● **EXTRAIT FOURNI**:
C. a. Par acte posté le 1er avril 2022, l’assurée a recouru contre la décision sur opposition du 1er mars 2022, en concluant à son annulation et subsidiairement à la réduction de la sanction à 3 jours ou à une durée équitable.

b. L’OCE a persisté dans sa décision, par acte du 3 mai 2022, et a produit le dossier de l’assurée à teneur duquel cette dernière a été sanctionnée de 5 jours de suspension par décision du 15 septembre 2020 (pour avoir manqué un entretien conseil sans excuse) et de 3 jours de suspension par décision du 15 octobre 2020 (pour avoir remis tardivement, soit le 15 septembre 2020, ses recherches d’emploi de juillet et août 2020).

c. Sur quoi, la cause a été gardée à juger.

● **ACTIVITÉS**:
1. Répondez aux questions suivantes d’après l’extrait.
(a) À quelle date l’assurée a-t-elle posté son recours ?
(b) De quand date l’acte par lequel l’OCE a persisté dans sa décision ?
(c) Combien de jours de suspension la décision du 15 septembre 2020 a-t-elle prononcés ?
2. Recopiez le passage de l’extrait qui commence par les mots contenant « b. L’OCE a persisté » et se termine par « gardée à juger. », en substituant « rendez-vous de conseil » à « entretien conseil ».

● **LIGNES EXTRAITES**:
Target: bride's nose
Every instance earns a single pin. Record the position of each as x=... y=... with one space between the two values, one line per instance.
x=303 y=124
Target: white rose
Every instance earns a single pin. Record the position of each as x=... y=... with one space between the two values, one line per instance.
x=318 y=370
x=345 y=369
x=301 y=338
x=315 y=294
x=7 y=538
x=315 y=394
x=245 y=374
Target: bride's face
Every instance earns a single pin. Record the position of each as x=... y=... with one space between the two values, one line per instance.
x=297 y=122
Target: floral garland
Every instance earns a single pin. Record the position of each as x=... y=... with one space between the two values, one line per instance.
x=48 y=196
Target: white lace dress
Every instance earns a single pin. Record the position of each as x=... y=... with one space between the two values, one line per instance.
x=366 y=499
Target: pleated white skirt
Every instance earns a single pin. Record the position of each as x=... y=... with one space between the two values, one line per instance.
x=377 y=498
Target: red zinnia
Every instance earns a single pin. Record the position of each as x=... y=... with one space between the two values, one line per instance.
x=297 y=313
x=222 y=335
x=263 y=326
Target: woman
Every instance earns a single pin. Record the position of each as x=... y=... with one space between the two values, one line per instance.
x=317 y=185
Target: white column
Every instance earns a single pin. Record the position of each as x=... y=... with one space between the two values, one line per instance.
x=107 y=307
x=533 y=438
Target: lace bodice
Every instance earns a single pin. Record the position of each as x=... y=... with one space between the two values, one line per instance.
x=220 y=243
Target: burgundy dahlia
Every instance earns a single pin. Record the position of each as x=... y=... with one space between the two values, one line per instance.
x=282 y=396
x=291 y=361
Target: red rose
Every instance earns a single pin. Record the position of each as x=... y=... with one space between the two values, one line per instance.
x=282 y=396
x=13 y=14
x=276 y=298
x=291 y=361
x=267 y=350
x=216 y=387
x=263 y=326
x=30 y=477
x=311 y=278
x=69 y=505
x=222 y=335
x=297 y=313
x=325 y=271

● **CORRIGÉ DE L’EXERCICE**:
1.
(a) Le 1er avril 2022.
(b) Du 3 mai 2022.
(c) 5 jours.

2.
b. L’OCE a persisté dans sa décision, par acte du 3 mai 2022, et a produit le dossier de l’assurée à teneur duquel cette dernière a été sanctionnée de 5 jours de suspension par décision du 15 septembre 2020 (pour avoir manqué un rendez-vous de conseil sans excuse) et de 3 jours de suspension par décision du 15 octobre 2020 (pour avoir remis tardivement, soit le 15 septembre 2020, ses recherches d’emploi de juillet et août 2020).

c. Sur quoi, la cause a été gardée à juger.